Find every line in the entries below that contains the word "cirrus" and copy each one.

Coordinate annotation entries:

━━━━

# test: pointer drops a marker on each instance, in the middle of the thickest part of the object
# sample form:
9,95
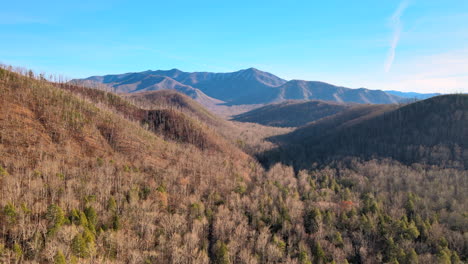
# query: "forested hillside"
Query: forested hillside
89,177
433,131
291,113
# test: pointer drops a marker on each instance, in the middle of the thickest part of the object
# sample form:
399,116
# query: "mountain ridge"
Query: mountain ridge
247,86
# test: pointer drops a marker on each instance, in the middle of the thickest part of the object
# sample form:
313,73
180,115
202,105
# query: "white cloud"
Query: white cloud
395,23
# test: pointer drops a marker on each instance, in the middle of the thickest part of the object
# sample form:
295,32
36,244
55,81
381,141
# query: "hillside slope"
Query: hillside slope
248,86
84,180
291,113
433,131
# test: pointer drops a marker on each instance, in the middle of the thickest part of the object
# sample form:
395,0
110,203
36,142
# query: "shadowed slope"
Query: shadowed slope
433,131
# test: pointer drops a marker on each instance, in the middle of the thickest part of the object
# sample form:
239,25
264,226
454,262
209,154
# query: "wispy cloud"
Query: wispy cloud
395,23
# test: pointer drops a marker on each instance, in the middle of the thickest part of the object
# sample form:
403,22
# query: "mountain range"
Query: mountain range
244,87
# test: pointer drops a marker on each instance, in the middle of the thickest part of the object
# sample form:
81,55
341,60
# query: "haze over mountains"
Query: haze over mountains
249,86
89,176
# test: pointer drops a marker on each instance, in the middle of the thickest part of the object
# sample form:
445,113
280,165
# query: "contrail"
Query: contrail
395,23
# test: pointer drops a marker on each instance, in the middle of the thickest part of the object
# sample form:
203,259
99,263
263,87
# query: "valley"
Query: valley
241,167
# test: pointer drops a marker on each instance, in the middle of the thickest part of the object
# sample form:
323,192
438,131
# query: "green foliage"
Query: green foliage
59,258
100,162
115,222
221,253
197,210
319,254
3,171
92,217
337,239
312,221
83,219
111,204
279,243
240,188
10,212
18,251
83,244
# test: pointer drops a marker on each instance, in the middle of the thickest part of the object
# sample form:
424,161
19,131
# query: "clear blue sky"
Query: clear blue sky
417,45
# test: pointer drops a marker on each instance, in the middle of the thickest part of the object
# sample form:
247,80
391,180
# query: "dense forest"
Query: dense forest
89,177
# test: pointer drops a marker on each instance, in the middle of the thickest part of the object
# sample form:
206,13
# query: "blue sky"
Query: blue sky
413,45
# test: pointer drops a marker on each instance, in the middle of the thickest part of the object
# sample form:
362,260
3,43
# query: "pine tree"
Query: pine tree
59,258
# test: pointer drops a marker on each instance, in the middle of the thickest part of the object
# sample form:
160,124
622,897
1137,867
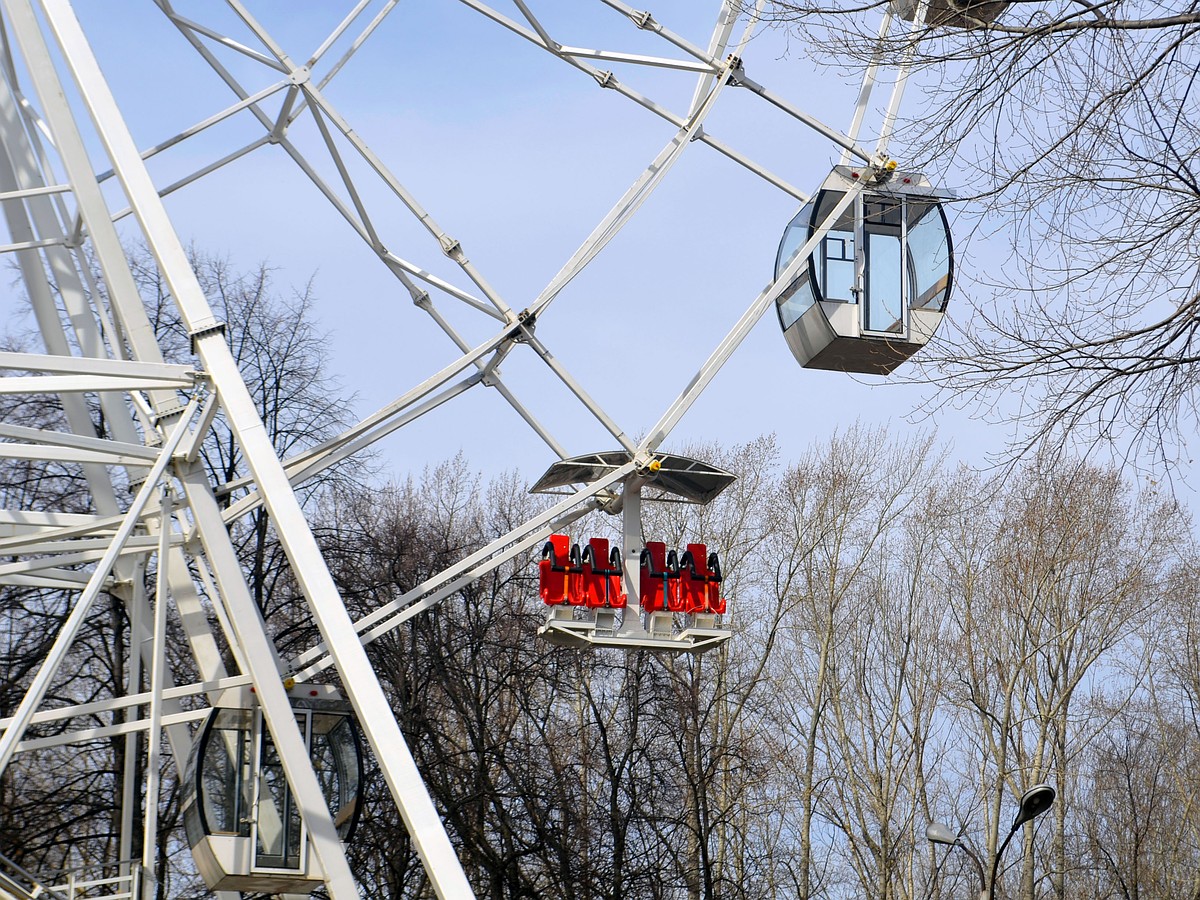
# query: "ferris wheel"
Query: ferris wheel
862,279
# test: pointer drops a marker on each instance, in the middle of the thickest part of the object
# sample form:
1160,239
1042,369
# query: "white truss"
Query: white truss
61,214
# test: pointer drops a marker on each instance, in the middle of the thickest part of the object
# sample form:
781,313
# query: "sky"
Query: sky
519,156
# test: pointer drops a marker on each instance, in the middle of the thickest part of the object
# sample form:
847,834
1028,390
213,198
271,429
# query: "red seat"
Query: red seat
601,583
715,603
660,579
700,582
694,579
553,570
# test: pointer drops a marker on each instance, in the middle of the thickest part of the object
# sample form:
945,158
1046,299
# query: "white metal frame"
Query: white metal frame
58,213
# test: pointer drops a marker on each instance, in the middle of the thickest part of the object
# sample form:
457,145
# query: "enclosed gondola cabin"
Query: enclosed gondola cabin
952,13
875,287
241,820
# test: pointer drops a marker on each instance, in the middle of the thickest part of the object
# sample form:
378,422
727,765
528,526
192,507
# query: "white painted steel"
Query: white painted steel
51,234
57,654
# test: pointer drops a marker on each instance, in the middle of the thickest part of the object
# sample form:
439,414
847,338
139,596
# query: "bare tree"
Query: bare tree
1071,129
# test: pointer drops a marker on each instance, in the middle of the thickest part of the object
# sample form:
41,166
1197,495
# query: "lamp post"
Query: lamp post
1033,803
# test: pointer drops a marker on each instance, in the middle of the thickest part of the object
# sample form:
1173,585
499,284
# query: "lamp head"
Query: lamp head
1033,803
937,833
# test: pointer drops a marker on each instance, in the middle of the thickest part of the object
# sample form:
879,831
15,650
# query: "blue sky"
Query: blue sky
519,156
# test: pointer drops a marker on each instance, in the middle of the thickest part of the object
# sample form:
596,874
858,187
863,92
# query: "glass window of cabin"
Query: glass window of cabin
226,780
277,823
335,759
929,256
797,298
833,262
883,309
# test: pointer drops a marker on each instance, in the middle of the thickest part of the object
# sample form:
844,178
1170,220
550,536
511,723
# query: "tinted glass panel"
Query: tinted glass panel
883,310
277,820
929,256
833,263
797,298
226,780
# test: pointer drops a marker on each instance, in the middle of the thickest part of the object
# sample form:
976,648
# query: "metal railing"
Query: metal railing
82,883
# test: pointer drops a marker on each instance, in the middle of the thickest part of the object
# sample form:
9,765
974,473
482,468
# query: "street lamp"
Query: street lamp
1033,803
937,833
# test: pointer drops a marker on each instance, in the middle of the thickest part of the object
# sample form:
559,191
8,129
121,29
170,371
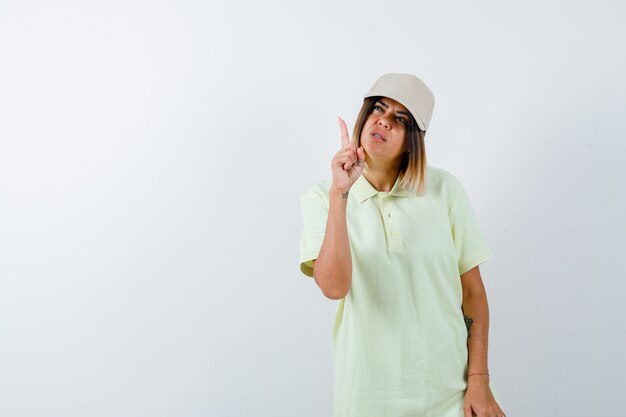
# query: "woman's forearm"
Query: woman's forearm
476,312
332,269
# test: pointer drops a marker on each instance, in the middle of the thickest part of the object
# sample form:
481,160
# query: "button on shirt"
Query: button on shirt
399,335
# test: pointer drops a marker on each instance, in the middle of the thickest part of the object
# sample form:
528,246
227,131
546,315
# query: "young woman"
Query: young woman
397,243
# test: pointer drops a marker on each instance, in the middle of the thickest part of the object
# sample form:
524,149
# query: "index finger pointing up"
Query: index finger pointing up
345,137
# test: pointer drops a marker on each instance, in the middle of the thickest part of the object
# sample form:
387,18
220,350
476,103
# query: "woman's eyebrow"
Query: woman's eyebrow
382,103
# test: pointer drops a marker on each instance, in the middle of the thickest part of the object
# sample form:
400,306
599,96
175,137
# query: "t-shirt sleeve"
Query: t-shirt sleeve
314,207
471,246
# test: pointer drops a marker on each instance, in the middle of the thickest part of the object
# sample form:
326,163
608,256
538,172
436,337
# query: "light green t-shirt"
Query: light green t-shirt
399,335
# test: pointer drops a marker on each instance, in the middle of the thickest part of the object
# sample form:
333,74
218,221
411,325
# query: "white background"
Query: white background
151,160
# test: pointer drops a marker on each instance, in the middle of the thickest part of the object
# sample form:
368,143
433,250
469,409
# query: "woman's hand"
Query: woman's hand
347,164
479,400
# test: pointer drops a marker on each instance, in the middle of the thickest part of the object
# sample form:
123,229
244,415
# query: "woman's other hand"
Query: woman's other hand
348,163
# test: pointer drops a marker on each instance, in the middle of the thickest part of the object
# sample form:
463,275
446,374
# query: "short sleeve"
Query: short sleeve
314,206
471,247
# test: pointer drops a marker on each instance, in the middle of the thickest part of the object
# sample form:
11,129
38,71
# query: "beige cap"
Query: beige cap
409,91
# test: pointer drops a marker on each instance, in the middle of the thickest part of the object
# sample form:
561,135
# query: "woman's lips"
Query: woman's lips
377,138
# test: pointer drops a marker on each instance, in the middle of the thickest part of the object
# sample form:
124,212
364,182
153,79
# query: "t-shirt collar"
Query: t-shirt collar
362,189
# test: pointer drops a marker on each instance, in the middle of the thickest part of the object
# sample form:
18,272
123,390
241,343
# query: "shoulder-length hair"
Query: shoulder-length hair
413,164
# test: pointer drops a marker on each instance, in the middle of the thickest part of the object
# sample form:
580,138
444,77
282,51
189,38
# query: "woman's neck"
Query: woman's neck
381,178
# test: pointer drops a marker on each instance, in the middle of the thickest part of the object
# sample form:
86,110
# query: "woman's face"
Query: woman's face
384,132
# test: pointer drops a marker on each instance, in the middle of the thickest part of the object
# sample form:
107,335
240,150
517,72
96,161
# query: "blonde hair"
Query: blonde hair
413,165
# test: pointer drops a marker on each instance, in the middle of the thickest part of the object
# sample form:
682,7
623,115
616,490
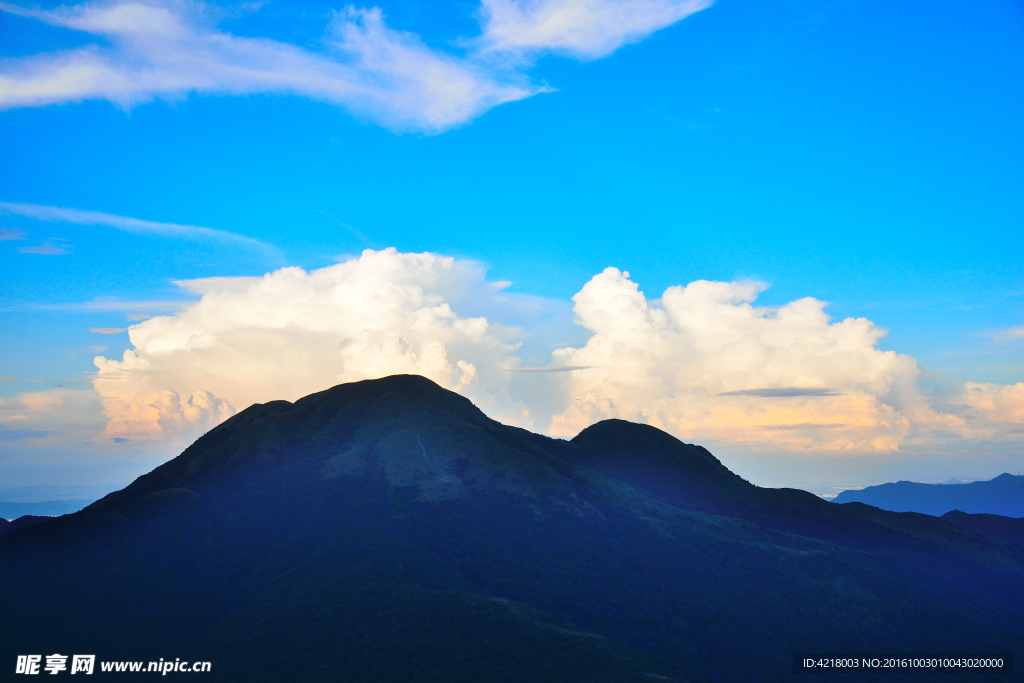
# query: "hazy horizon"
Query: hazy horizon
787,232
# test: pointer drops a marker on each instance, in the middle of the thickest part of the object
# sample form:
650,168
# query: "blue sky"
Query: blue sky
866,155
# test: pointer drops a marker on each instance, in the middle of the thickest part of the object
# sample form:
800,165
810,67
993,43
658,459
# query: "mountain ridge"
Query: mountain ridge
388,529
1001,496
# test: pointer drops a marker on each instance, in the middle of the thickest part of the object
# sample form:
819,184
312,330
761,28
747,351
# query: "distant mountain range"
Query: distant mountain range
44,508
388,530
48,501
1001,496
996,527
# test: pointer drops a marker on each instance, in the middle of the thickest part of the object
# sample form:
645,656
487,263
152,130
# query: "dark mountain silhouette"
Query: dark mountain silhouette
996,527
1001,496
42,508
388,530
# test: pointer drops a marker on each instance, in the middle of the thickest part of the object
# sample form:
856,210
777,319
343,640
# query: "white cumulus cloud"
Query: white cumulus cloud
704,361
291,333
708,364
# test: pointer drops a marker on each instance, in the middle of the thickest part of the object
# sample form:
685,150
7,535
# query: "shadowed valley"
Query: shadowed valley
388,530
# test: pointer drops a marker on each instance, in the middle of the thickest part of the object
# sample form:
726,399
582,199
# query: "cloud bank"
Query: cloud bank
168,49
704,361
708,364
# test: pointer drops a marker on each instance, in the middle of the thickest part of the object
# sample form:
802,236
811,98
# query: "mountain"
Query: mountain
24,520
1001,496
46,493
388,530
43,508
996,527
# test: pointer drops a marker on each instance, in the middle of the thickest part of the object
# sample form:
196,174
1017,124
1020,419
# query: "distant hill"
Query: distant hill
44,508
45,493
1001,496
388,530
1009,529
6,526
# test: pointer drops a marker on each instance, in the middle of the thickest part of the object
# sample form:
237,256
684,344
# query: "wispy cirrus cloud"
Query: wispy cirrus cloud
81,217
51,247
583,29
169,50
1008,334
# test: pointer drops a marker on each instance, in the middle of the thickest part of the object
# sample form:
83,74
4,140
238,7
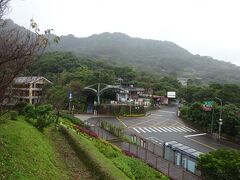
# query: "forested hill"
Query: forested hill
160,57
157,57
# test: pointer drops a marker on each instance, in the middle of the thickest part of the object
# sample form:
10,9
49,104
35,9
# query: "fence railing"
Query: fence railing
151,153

━━━━

In response:
# query: "wispy cirrus cloud"
Query: wispy cirrus cloud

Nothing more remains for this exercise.